EXCERPTED RECORDS:
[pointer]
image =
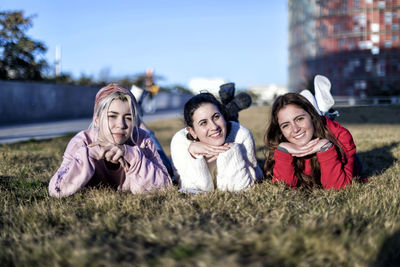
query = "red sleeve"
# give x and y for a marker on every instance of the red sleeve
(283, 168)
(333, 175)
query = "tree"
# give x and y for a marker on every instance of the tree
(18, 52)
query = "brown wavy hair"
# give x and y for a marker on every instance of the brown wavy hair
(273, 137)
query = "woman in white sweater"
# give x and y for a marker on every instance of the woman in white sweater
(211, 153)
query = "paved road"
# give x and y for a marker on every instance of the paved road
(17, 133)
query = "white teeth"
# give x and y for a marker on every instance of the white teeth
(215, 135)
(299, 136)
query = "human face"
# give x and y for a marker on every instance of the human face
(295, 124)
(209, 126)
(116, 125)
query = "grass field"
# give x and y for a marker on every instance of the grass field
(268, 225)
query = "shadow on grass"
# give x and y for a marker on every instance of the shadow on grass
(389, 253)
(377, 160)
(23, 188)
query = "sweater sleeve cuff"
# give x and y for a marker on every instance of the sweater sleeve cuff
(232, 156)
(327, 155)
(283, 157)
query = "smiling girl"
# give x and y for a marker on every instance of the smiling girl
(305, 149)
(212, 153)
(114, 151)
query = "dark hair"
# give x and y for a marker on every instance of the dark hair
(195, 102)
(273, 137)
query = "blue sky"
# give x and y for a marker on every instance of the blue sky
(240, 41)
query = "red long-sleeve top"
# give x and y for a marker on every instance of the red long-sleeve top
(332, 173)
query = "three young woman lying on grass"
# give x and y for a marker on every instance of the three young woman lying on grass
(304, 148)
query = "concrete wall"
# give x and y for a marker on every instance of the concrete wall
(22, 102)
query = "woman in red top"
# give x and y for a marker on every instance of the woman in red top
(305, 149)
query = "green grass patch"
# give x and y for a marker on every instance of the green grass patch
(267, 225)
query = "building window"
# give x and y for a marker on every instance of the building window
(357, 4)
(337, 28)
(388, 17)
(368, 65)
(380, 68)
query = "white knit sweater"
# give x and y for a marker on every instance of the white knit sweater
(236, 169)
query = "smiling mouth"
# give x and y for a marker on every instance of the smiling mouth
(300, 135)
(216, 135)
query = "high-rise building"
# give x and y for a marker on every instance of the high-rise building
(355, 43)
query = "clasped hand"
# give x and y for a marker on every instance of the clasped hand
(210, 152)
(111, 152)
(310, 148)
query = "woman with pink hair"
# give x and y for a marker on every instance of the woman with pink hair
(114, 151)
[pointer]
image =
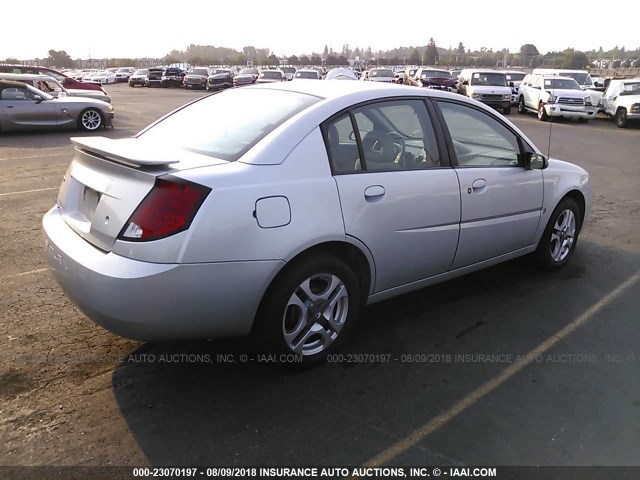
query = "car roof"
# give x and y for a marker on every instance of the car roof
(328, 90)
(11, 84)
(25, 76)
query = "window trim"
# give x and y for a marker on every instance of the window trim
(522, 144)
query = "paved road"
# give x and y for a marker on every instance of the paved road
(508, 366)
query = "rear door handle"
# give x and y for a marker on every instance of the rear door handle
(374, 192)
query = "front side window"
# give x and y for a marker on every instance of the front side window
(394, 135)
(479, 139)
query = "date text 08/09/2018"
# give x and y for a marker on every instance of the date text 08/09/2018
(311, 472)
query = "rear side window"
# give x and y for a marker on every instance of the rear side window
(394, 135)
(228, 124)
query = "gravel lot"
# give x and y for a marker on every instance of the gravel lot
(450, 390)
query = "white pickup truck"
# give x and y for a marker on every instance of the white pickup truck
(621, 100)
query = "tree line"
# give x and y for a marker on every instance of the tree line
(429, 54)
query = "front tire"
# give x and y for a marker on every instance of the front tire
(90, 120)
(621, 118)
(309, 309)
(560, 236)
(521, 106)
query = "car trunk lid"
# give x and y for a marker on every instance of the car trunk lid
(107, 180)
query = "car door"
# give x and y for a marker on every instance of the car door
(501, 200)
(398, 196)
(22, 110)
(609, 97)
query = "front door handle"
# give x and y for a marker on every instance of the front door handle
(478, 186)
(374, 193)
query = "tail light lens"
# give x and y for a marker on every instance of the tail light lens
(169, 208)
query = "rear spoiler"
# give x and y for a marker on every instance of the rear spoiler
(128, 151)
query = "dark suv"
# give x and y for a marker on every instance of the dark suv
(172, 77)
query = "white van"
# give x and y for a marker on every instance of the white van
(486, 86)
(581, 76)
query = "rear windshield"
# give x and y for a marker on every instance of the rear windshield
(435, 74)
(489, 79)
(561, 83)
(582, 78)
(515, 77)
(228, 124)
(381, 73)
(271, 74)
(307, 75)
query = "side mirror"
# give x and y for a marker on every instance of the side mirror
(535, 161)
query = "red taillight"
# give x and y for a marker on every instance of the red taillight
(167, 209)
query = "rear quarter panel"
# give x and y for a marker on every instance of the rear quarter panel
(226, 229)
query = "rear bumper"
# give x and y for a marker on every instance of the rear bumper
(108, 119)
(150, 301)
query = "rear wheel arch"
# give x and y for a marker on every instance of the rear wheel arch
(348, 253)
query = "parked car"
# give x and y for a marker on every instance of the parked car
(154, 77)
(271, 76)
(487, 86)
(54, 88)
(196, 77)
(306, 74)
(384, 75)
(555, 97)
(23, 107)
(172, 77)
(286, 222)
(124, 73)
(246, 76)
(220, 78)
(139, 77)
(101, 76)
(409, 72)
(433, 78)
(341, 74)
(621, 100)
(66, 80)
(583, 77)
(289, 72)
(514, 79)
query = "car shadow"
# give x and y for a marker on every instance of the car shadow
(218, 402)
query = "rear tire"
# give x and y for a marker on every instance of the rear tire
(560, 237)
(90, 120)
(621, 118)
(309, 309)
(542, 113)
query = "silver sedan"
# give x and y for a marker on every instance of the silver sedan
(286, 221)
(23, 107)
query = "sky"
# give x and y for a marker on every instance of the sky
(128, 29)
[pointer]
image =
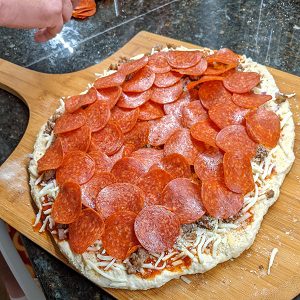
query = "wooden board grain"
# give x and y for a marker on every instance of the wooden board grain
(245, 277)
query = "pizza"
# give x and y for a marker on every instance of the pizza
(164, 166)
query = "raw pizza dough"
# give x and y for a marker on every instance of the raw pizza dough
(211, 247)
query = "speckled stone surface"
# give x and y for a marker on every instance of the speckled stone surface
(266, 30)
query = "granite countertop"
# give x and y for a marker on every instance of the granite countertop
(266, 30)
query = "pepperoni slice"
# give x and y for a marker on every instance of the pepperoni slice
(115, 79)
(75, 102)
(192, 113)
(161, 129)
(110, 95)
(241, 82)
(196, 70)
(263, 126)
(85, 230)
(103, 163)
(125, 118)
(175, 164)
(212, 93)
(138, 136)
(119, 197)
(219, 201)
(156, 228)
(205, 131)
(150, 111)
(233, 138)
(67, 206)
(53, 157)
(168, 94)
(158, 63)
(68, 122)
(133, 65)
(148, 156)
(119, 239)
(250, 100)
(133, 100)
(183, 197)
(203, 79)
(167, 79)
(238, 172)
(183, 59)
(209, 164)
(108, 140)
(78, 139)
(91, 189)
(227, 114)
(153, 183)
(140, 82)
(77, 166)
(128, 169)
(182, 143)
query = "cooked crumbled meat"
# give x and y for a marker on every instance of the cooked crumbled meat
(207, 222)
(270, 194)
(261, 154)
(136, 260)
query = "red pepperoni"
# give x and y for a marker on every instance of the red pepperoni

TASK TO CARRY OUT: Pull out every line of the records that contains the string "tire" and copy each one.

SOLUTION TO THIS EXERCISE:
query = "front tire"
# give x and y for a marker on every instance of the front tire
query = "rear tire"
# give x and y for a marker on every instance of the rear tire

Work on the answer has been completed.